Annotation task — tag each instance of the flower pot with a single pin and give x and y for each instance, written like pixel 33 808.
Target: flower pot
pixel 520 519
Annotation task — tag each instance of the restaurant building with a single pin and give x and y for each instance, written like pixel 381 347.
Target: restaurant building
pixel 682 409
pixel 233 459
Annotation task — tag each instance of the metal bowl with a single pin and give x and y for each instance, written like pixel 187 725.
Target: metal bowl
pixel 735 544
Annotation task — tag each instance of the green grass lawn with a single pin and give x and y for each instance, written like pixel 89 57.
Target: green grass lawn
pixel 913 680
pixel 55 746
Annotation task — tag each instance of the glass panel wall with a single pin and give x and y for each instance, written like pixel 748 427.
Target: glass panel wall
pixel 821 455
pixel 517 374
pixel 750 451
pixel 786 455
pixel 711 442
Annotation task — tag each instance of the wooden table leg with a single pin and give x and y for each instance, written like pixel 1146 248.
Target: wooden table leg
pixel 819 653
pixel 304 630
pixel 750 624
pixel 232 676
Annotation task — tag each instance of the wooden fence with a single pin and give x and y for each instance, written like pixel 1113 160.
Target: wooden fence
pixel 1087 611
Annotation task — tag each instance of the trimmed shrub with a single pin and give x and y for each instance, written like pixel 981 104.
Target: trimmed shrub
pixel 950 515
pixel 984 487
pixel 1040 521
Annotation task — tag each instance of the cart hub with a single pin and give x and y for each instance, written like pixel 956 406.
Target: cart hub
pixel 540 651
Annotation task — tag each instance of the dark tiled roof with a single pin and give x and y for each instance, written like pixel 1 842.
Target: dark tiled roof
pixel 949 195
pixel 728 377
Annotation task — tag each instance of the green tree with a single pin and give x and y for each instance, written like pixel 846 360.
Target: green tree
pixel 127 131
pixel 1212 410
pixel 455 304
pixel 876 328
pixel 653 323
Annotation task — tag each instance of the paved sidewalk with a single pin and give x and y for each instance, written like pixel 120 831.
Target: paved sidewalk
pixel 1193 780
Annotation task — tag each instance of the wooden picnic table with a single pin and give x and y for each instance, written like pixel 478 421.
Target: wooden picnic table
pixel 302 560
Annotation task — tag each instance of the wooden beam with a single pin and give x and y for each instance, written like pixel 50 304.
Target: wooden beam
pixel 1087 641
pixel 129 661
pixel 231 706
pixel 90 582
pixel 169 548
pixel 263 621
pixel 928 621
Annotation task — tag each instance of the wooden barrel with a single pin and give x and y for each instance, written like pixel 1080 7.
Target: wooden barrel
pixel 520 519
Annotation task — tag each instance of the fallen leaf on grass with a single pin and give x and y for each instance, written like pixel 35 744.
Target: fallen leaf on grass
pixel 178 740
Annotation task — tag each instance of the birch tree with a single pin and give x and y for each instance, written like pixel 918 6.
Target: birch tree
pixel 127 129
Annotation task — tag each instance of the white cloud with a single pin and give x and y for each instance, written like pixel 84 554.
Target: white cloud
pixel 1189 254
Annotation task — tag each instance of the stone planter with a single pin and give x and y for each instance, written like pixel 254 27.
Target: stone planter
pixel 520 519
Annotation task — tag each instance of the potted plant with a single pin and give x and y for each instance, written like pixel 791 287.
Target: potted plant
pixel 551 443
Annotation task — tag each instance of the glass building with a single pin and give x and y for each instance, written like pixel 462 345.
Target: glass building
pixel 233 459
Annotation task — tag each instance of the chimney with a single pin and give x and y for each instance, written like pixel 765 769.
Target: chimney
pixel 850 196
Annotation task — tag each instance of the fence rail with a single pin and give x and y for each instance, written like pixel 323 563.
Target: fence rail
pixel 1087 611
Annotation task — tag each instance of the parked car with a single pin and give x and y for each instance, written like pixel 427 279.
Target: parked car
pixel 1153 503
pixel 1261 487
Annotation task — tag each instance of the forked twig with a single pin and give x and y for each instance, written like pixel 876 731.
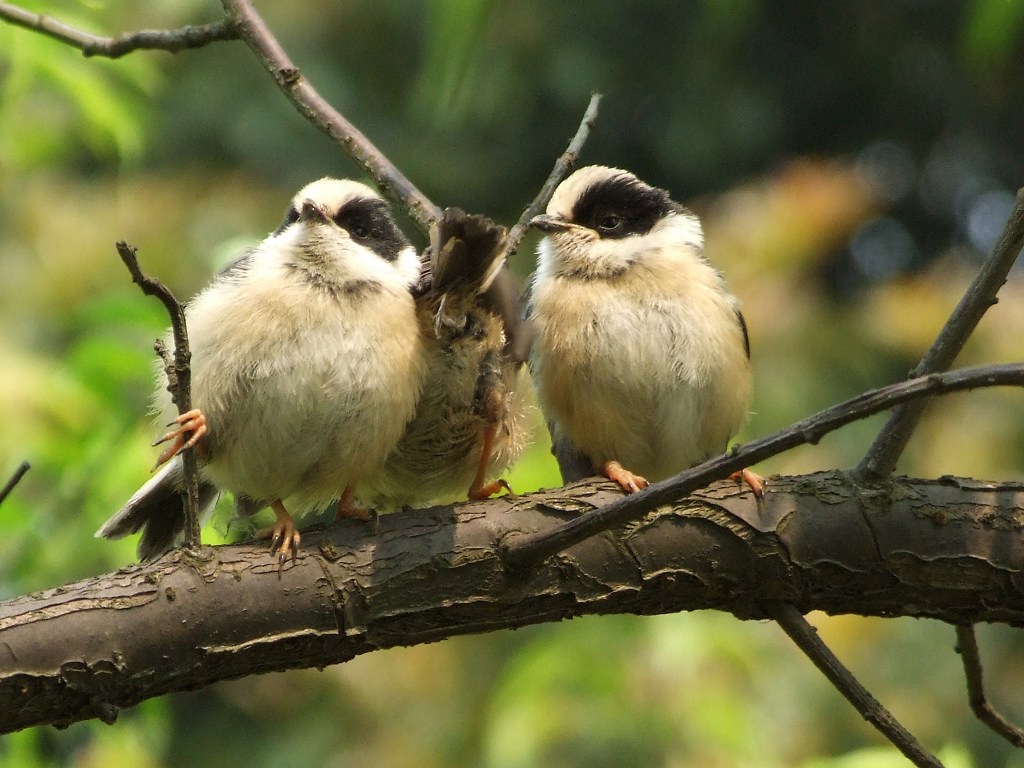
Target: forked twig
pixel 806 638
pixel 171 41
pixel 967 646
pixel 523 550
pixel 313 108
pixel 881 459
pixel 179 379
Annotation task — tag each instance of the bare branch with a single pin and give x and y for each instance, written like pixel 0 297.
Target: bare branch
pixel 806 638
pixel 14 479
pixel 562 166
pixel 311 105
pixel 115 47
pixel 818 542
pixel 967 646
pixel 528 549
pixel 179 383
pixel 888 446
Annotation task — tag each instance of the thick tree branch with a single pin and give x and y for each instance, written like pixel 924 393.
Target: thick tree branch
pixel 115 47
pixel 882 457
pixel 967 646
pixel 806 638
pixel 944 549
pixel 178 371
pixel 528 549
pixel 311 105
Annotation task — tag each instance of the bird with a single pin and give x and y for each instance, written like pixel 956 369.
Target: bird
pixel 641 355
pixel 306 367
pixel 472 419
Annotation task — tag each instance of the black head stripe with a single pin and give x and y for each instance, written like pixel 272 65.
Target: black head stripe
pixel 368 220
pixel 291 216
pixel 633 204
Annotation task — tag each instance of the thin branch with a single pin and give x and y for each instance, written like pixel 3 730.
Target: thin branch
pixel 967 646
pixel 85 649
pixel 806 638
pixel 115 47
pixel 882 457
pixel 562 166
pixel 179 379
pixel 520 551
pixel 392 182
pixel 14 479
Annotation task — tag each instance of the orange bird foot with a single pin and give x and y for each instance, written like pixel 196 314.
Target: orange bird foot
pixel 192 421
pixel 757 483
pixel 478 492
pixel 285 538
pixel 626 479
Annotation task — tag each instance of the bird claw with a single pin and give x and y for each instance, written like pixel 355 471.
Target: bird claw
pixel 285 538
pixel 757 483
pixel 192 421
pixel 628 481
pixel 478 493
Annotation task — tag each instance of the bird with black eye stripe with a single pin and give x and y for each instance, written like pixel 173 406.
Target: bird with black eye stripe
pixel 306 367
pixel 641 357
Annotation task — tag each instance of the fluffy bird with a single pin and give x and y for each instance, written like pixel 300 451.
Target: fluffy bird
pixel 306 367
pixel 471 421
pixel 641 357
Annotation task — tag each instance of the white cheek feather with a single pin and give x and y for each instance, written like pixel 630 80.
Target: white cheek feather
pixel 408 266
pixel 308 388
pixel 640 356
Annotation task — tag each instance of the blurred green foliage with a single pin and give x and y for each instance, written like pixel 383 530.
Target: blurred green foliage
pixel 851 161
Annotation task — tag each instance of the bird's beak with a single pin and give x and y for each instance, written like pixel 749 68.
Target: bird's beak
pixel 550 222
pixel 312 211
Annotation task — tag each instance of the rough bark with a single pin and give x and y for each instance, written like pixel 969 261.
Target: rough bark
pixel 948 549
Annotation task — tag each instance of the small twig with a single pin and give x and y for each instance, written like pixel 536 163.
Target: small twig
pixel 179 384
pixel 806 638
pixel 522 550
pixel 967 646
pixel 881 459
pixel 392 182
pixel 115 47
pixel 14 479
pixel 563 165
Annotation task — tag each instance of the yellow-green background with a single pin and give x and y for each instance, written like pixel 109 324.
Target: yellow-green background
pixel 851 162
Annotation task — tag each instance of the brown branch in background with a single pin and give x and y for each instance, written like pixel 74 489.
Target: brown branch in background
pixel 523 550
pixel 179 379
pixel 114 47
pixel 967 646
pixel 14 479
pixel 311 105
pixel 562 166
pixel 882 457
pixel 806 638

Short exercise:
Can the entries above be repeated exactly, without their pictures?

Answer for the task:
Annotation task — tag each instance of the flower pot with a single pin and give x and y for each instance, written like pixel 33 808.
Target: flower pot
pixel 520 519
Annotation task — tag each instance of the restaurant building with a single pin and give x and y for each instance, written like pixel 381 347.
Target: restaurant building
pixel 682 409
pixel 233 459
Annotation task — tag each instance of the metal bowl with a single pin and give x and y for each instance, written like pixel 187 725.
Target: metal bowl
pixel 735 544
Annotation task — tag each instance of the green grass lawn with a single pin and give x and y for each instance, written like pixel 89 57.
Target: green grass lawn
pixel 913 680
pixel 55 746
Annotation task — tag each instance of the glass panel wall with a single pin and give x and y for each instance, written like pixel 748 427.
Target: glass panel wall
pixel 821 455
pixel 517 374
pixel 750 451
pixel 786 455
pixel 711 442
Annotation task — tag each instance of the wooden table leg with a single pin and give x and y for each instance, written like pixel 1146 248.
Target: wooden table leg
pixel 819 653
pixel 304 630
pixel 750 624
pixel 232 676
Annotation task — tag each instance of the wooden fence with a single pin and give x and y for each instance, written like pixel 1113 160.
Target: wooden fence
pixel 1087 611
Annotation task — tag each instance of the trimmed shrub with a single pin and give x and y for each instance, written like pixel 981 104.
Target: trimmed shrub
pixel 950 515
pixel 984 487
pixel 1040 521
Annotation task — tag each instance of the cart hub with a single pin and give x and y for each instance, written like pixel 956 406.
Target: cart hub
pixel 540 651
Annotation task — tag each instance of the dark tiled roof with a single pin and give x and y for each instance, written like pixel 1 842.
Target: dark tiled roof
pixel 949 195
pixel 728 377
Annotation task — tag each instance of the green tree with a single pin and give x and y for each instance, written like pixel 846 360.
Target: green tree
pixel 127 131
pixel 1212 410
pixel 455 304
pixel 876 328
pixel 653 323
Annotation task — tag each instance of the paved sidewalk with a single pin and give x and y for each instance, written like pixel 120 831.
Target: paved sidewalk
pixel 1193 780
Annotation task — tag each instance of the wooden picnic table with a single pin and give x and y for each instance, written like pixel 478 421.
Target: wooden picnic table
pixel 302 560
Annotation task — tag each instance of the wooden beam with a single pin and give x and y for each instance, written like pixel 50 304.
Target: wooden beam
pixel 1087 641
pixel 129 661
pixel 231 706
pixel 90 582
pixel 169 548
pixel 263 621
pixel 928 621
Annotation task — tag each instance of the wooden barrel with a single pin and give x and y for each instance, written like pixel 1080 7.
Target: wooden barrel
pixel 520 519
Annotation task — tag each instance of the fallen leaf on grass with a single pin and give x and y for each instance, written like pixel 35 744.
Target: fallen leaf on grass
pixel 178 740
Annotation task — tag each instance of the birch tree with a single pin and give x and y for each instance, written like pixel 918 6.
Target: birch tree
pixel 127 129
Annotation task — tag each instance of the white cloud with a single pin and give x and y for each instance, written like pixel 84 554.
Target: white cloud
pixel 1189 254
Annotation task — tag each instance of the stone planter with a single pin and give x and y for each instance, written like pixel 254 27.
Target: stone planter
pixel 520 519
Annotation task — tag each instance of the potted plant with a single pin and give x and y for each instance, written like pixel 791 287.
Target: potted plant
pixel 551 443
Annotation task — tag each instance of the glass building with a single pin and give x and y for each instance, written like pixel 462 345.
Target: glass building
pixel 233 459
Annotation task — tag each instance of the chimney with a single pin and give x and y for each instance, written like pixel 765 769.
Target: chimney
pixel 850 196
Annotation task — tag each instance of the fence rail with a single pin and give x and y for each instance, written like pixel 323 563.
Target: fence rail
pixel 1087 611
Annotation task — tag each instance of the parked car with a single pin and give x and y for each instance, written like pixel 427 279.
Target: parked car
pixel 1153 503
pixel 1261 487
Annotation task — tag each instance of the forked twig with a single pin and give x and y for each instance, written like pixel 876 731.
Target: forked twig
pixel 806 638
pixel 171 41
pixel 967 646
pixel 523 550
pixel 313 108
pixel 881 459
pixel 179 379
Annotation task — tag each instance of the bare branch with a single pin and give x and y for each instance, written like pixel 0 297.
Target: bare branch
pixel 806 638
pixel 14 479
pixel 562 166
pixel 311 105
pixel 115 47
pixel 818 542
pixel 967 646
pixel 528 549
pixel 179 383
pixel 888 446
Annotation task — tag each instance of the thick tree branch with a single pin and give x and y for each instance, written like pixel 924 393.
Target: thick tree branch
pixel 115 47
pixel 882 457
pixel 967 646
pixel 806 638
pixel 944 549
pixel 178 371
pixel 528 549
pixel 311 105
Annotation task — tag each instance of the bird with a single pin and give x and y for each instance, written like pixel 956 369.
Target: bird
pixel 641 355
pixel 306 367
pixel 472 419
Annotation task — tag each instance of the black head stripe with a single pin and give x and y for each instance, written like pixel 272 65.
Target: black head stripe
pixel 368 220
pixel 291 216
pixel 633 204
Annotation task — tag each instance of the thin branch with a single pin and give x and y for each instance, written like pixel 3 730.
Target: thin branch
pixel 967 646
pixel 85 649
pixel 806 638
pixel 115 47
pixel 882 457
pixel 562 166
pixel 179 379
pixel 520 551
pixel 392 182
pixel 14 479
Annotation task — tag each instance of the orange bird foot with a single pin and give x and y for each instance, written like pixel 196 314.
Target: orange bird foot
pixel 192 421
pixel 757 483
pixel 478 492
pixel 285 538
pixel 626 479
Annotation task — tag each instance of the bird claw with a single pin and give x and y for each instance, written like pixel 355 471.
Target: bird claw
pixel 285 538
pixel 757 483
pixel 192 421
pixel 628 481
pixel 478 493
Annotation task — tag each instance of the bird with black eye stripe with a single pin and give x and y for each instance, written like pixel 173 406.
Target: bird with black eye stripe
pixel 306 367
pixel 641 357
Annotation task — tag each instance of the fluffy bird with a single pin and give x and y for each instance, written like pixel 300 451.
Target: fluffy bird
pixel 306 367
pixel 471 421
pixel 641 357
Annotation task — tag each instance of the white cheek feather with a single pin and give x and y for each instance, written like pixel 630 80.
Target: white cheek feather
pixel 408 266
pixel 308 388
pixel 640 356
Annotation task — tag each instance of the blurred green foliage with a single pin and give x and y for each instance, written like pixel 383 530.
Target: blurred green foliage
pixel 851 161
Annotation task — tag each instance of the bird's beak with a single pin and give x and y for each instance, written like pixel 749 68.
Target: bird's beak
pixel 550 222
pixel 312 211
Annotation task — tag each instance of the rough bark with a single pin and give x and y for each instance, written like pixel 969 261.
Target: rough bark
pixel 948 549
Annotation task — tag each instance of the small twig with a single pin and give x and y for each instance, written like pixel 536 163.
Target: small twig
pixel 179 384
pixel 806 638
pixel 522 550
pixel 967 646
pixel 881 459
pixel 392 182
pixel 115 47
pixel 14 479
pixel 563 165
Annotation task — tag each instance of the yellow-green background with a single pin and give x and y for each instance, written like pixel 109 324.
Target: yellow-green background
pixel 851 162
Annotation task — tag each instance of the brown branch in background with a single pin and give x and y for each instance, written like pixel 74 489.
Target: brown branch in background
pixel 523 550
pixel 179 379
pixel 114 47
pixel 967 646
pixel 14 479
pixel 311 105
pixel 562 166
pixel 882 457
pixel 806 638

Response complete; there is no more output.